▸ **SET EXERCISE**
Please output the following lines exactly as they are, leaving out the pictures.
<<<<
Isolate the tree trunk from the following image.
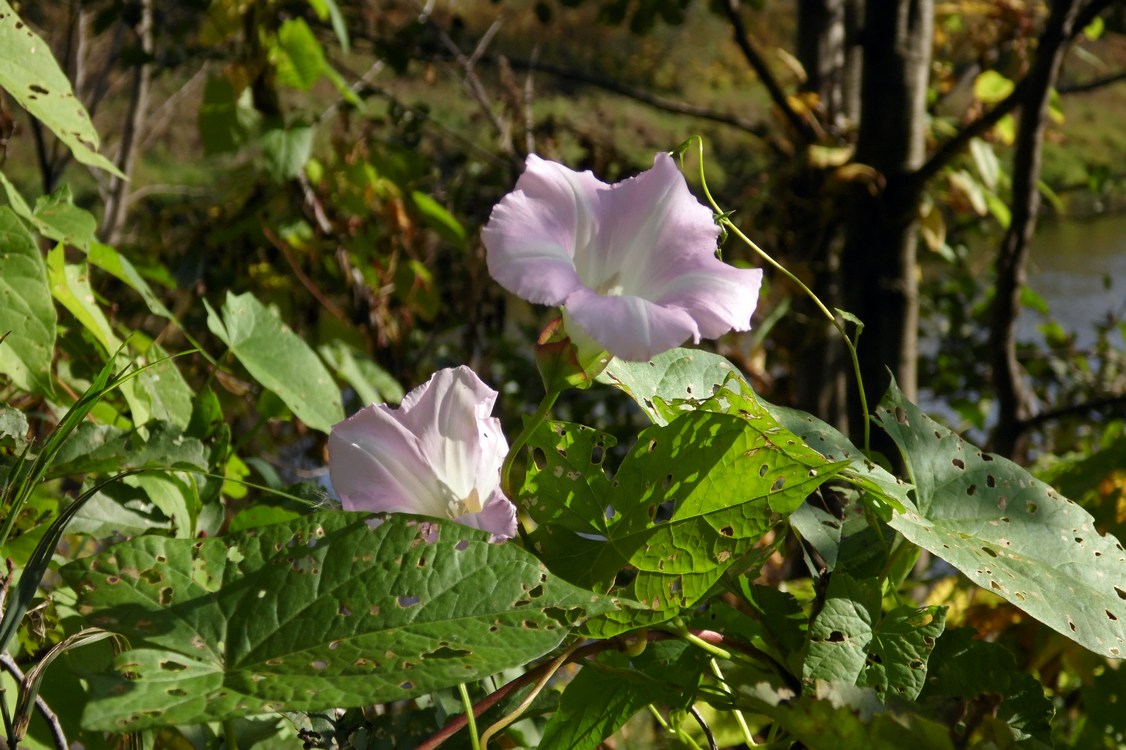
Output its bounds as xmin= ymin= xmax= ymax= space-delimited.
xmin=98 ymin=0 xmax=153 ymax=244
xmin=778 ymin=0 xmax=860 ymax=432
xmin=990 ymin=0 xmax=1082 ymax=456
xmin=841 ymin=0 xmax=935 ymax=437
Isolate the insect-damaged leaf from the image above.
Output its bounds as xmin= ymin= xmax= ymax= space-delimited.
xmin=63 ymin=511 xmax=614 ymax=732
xmin=876 ymin=383 xmax=1126 ymax=659
xmin=521 ymin=392 xmax=847 ymax=635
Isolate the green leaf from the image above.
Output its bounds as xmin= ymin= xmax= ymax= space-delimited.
>>>>
▸ **FINISHED ANSWER**
Isolate the tree trunk from the following image.
Output its bounds as xmin= ymin= xmax= ymax= space-delimited.
xmin=98 ymin=0 xmax=153 ymax=244
xmin=778 ymin=0 xmax=860 ymax=432
xmin=990 ymin=0 xmax=1082 ymax=456
xmin=841 ymin=0 xmax=935 ymax=437
Isolate the insect-damaged leaf from the image above.
Output its bounds as xmin= ymin= xmax= ymax= space-delimited.
xmin=63 ymin=511 xmax=614 ymax=732
xmin=876 ymin=383 xmax=1126 ymax=659
xmin=521 ymin=392 xmax=847 ymax=635
Isolate the green leaf from the image above.
Output its bounds as xmin= ymin= xmax= ymax= space-delimited.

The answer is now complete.